Task instructions » Each entry below is to be reproduced exactly, though any pictures it holds must be omitted.
### Supplied entries
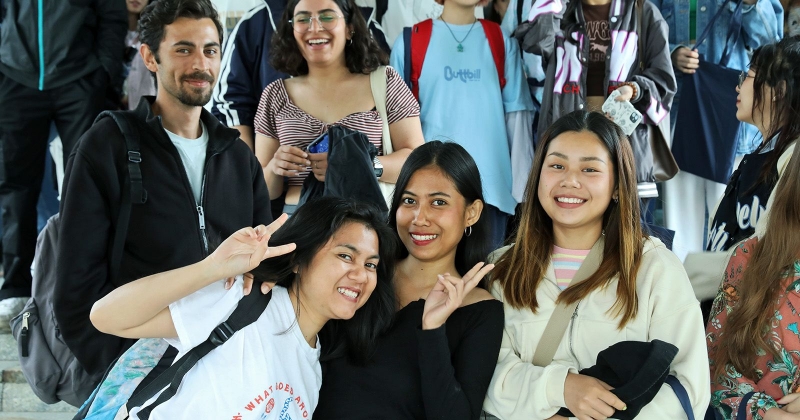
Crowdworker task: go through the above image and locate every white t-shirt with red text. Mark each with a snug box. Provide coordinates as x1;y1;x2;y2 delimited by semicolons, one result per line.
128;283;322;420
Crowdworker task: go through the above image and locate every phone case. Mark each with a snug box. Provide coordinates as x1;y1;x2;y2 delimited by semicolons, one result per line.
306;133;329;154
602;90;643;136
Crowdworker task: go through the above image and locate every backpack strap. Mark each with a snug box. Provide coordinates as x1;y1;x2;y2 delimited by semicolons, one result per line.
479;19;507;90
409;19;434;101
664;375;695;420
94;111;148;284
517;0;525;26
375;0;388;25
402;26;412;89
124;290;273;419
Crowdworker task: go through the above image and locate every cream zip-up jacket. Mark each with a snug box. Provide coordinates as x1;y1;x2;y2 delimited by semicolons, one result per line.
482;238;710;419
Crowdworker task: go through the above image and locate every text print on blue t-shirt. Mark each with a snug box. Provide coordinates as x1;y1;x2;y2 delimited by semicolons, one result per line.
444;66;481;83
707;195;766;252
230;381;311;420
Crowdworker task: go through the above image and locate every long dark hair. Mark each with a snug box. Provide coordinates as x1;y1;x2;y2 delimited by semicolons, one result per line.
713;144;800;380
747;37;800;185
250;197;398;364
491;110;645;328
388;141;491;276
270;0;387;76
######
Reply »
Crowdworker task: go through the above image and locate every white t-shirt with red text. Mark each with a snug box. Provide coordinates as x1;y1;x2;y2 delimited by semicolons, one result per line.
128;283;322;420
Crowdworker task: go through the above image and locate every phone case. Mark each with a snug box. Provide coordinates as x1;y1;x2;y2 delimited by semicolons, one result per line.
306;133;329;154
602;90;643;136
Crowdworker task: go through the above image and locate every backpack strap. Mark each with a snug box. Provide coordinates as x1;y1;x2;y2 delimited by semicolons, one result per line.
479;19;507;90
409;19;434;101
664;375;695;420
94;111;148;284
517;0;525;26
375;0;388;25
402;26;412;89
124;290;273;419
Crowdworker task: go through the above image and locate every cream zip-up jacket. Mark each with a snug box. Provide coordinates as x1;y1;x2;y2 delimited by semicolons, one result per line.
482;238;710;419
Crowdworker task: go through the above image and locate every text print on blue t-shirt. Mark each with a snug box. Provide coordinates as x1;y1;x2;y2 delimited by semicolons, one result per line.
444;66;481;83
707;195;766;252
230;381;311;420
Crowdworker task: go through the above image and locate every long dark hair. Mark each with a snug box. Provide coordinates as x1;y1;x2;y2 delimited by semicolons, one result per line.
713;144;800;380
747;37;800;185
250;197;398;364
491;110;645;328
388;141;491;276
270;0;387;76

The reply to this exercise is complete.